● **WORK TASK**
All of the data should be restated word for word.

(Natural language region descriptions)
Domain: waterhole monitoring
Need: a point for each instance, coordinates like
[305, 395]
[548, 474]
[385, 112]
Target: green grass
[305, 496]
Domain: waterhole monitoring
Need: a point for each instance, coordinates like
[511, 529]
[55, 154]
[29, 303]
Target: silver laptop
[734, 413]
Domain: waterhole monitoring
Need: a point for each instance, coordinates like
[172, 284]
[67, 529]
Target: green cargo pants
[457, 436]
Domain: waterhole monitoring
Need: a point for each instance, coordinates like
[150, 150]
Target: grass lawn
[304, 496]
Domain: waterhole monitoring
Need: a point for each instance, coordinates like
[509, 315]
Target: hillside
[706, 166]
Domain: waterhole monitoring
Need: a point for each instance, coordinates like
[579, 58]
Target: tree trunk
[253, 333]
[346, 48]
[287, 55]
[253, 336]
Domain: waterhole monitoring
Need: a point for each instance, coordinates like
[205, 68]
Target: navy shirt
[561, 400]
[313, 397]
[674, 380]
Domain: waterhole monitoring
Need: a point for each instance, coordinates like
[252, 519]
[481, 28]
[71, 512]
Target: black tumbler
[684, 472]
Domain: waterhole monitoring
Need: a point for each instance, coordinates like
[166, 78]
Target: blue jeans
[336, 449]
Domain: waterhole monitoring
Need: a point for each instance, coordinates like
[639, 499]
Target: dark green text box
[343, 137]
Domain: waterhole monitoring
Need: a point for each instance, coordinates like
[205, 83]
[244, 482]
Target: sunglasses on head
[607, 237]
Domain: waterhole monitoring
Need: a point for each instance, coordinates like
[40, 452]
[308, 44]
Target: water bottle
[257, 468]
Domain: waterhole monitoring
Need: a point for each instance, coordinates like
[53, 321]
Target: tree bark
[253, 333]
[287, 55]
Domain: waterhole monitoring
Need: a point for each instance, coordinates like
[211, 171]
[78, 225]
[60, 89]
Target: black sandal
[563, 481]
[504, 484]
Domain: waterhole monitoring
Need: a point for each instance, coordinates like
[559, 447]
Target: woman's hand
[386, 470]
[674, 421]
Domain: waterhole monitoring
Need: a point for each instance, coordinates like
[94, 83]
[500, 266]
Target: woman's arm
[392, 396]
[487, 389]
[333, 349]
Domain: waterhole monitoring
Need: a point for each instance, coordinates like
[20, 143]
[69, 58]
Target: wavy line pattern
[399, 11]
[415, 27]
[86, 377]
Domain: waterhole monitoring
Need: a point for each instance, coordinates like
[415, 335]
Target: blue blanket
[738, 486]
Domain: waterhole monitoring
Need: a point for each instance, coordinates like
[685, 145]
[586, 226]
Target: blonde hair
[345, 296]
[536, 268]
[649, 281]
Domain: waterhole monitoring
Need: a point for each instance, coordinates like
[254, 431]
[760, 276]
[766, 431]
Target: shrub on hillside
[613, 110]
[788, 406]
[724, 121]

● **SOLUTION TO THIS EXERCISE**
Domain: waterhole monitoring
Need: a point for each instance, coordinates like
[305, 395]
[548, 474]
[385, 112]
Target: green grass
[305, 496]
Domain: waterhole monitoring
Need: a point for each instance, coordinates like
[511, 529]
[55, 154]
[29, 303]
Target: silver laptop
[734, 413]
Domain: waterhole monitoring
Need: a point for each instance, coordinates like
[172, 284]
[67, 529]
Target: green cargo pants
[457, 436]
Domain: waterhole monitoring
Need: a point for each instance, coordinates like
[150, 150]
Target: grass lawn
[304, 496]
Domain: waterhole monitoring
Need: a point for each instance, coordinates like
[509, 315]
Target: hillside
[706, 166]
Domain: waterhole monitoring
Need: a point for each instance, coordinates like
[579, 58]
Target: tree trunk
[253, 333]
[346, 48]
[287, 55]
[253, 336]
Domain: waterhole monitoring
Need: a point for each instance, coordinates like
[205, 68]
Target: navy shirt
[561, 400]
[313, 397]
[674, 380]
Domain: waterhole monitoring
Need: a point for each instance, coordinates like
[252, 519]
[481, 28]
[71, 512]
Target: black tumbler
[684, 472]
Domain: waterhole monitoring
Need: a point for each instance, coordinates like
[166, 78]
Target: blue jeans
[336, 449]
Domain: waterhole monitoring
Need: a point for each instance, coordinates like
[639, 499]
Target: dark green text box
[343, 137]
Domain: waterhole monitoring
Need: a point for each instance, coordinates like
[205, 83]
[244, 482]
Target: sunglasses on head
[607, 237]
Domain: waterhole monitoring
Need: a point for each instance, coordinates like
[40, 452]
[308, 44]
Target: water bottle
[257, 468]
Domain: waterhole monitoring
Need: a point for each instance, coordinates like
[53, 321]
Target: tree bark
[253, 333]
[287, 55]
Domain: waterhole monitoring
Need: a point for each instance, coordinates like
[211, 171]
[78, 225]
[60, 89]
Target: black sandal
[563, 481]
[504, 484]
Domain: waterhole monitoring
Need: a point for each instance, coordinates like
[559, 447]
Target: woman's hand
[386, 470]
[674, 421]
Domain: waterhole monitoring
Need: a point for each instance, coordinates like
[94, 83]
[500, 266]
Target: woman's arm
[392, 396]
[487, 389]
[333, 349]
Domain: waterhole monitoring
Need: a point for each instance, coordinates like
[20, 143]
[69, 58]
Target: wavy line pattern
[399, 11]
[415, 27]
[86, 377]
Domain: waterhole monitoring
Need: a point for each instance, coordinates like
[415, 335]
Target: blue blanket
[738, 486]
Domain: waterhole monitoring
Need: a point for each instance, coordinates like
[685, 145]
[586, 226]
Target: blonde hair
[345, 296]
[536, 268]
[649, 281]
Domain: waterhole monitoring
Need: a point for each instance, coordinates like
[254, 431]
[760, 276]
[766, 431]
Target: shrub on hillside
[613, 110]
[788, 406]
[724, 121]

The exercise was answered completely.